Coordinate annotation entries

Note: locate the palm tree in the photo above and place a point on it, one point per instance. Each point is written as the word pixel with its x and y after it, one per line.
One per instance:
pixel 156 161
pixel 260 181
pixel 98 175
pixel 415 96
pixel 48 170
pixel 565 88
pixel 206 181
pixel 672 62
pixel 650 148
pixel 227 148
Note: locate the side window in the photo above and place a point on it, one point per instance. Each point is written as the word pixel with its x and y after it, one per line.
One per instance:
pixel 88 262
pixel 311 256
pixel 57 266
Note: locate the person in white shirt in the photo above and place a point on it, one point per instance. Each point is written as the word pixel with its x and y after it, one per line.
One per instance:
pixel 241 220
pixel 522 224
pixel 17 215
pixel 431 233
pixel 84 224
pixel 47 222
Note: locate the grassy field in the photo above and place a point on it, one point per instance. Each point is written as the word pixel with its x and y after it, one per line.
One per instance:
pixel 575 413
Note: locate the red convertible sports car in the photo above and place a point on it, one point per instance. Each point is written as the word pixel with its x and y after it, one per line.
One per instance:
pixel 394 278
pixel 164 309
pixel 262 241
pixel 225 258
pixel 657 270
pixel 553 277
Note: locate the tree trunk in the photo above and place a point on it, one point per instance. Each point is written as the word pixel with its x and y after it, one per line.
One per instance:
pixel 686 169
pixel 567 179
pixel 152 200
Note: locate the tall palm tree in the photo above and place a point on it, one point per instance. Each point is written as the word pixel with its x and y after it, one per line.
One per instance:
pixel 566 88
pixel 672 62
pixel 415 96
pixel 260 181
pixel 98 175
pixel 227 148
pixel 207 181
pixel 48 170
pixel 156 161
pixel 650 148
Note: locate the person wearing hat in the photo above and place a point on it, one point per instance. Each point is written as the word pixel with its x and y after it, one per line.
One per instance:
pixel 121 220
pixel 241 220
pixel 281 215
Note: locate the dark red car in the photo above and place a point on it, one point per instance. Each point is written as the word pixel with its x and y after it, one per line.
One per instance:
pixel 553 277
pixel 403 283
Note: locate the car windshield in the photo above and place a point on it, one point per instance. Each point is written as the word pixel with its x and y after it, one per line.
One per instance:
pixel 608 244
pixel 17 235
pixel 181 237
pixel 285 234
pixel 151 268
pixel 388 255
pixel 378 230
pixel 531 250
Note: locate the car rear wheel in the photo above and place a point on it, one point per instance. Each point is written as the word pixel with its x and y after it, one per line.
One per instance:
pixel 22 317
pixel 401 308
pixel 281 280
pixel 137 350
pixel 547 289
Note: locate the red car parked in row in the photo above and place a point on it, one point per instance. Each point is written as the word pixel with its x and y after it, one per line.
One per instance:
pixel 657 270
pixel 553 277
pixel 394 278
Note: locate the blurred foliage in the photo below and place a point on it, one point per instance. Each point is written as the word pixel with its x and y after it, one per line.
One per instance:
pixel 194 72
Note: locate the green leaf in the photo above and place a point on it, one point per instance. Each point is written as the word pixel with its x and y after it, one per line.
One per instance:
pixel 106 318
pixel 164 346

REQUIREMENT:
Keep only the lines from the one containing "Note: locate the person wearing" to the end of the entries, and repeat them exactly.

TASK RESPONSE:
Note: locate the person wearing hat in the photo above and place a point on it, one point per instance. Each point is written as the word pixel with its x and y after it, one per line.
One per instance:
pixel 121 220
pixel 241 220
pixel 281 215
Note: locate the dark red car in the photo above and place a point on it, one point per instance. Each point is written as the word pixel with its x and y after it, one per line.
One per instance:
pixel 553 277
pixel 403 283
Note: locate the car windshield in the photo above and place a point on it, one point per instance. Each point is written as the word pixel with its x and y after it, one per line.
One per instance:
pixel 608 244
pixel 17 235
pixel 181 237
pixel 285 234
pixel 151 268
pixel 388 255
pixel 378 230
pixel 531 250
Note: locate the car rear wheel in the photo above and place a point on it, one point per instance. Each point is written as the word pixel with its x and y after it, one per line.
One per instance:
pixel 22 317
pixel 401 308
pixel 281 280
pixel 137 350
pixel 547 289
Note: locate the red car parked in row in the photo above and place a point on it, one point per instance. Each point is written as the word pixel with its x and y after it, one per line.
One per instance:
pixel 657 270
pixel 553 277
pixel 394 278
Note: locate the blurred foliage in the photo below and place a point on it, one point per instance. Each point is written as the word pixel with its x and y after it, one per line.
One per instance:
pixel 194 72
Note: locate the green leaf in the photo above and place a point on it, one point per instance. Each point is written as the word pixel with its x and y after it, one per line.
One per instance:
pixel 106 318
pixel 164 346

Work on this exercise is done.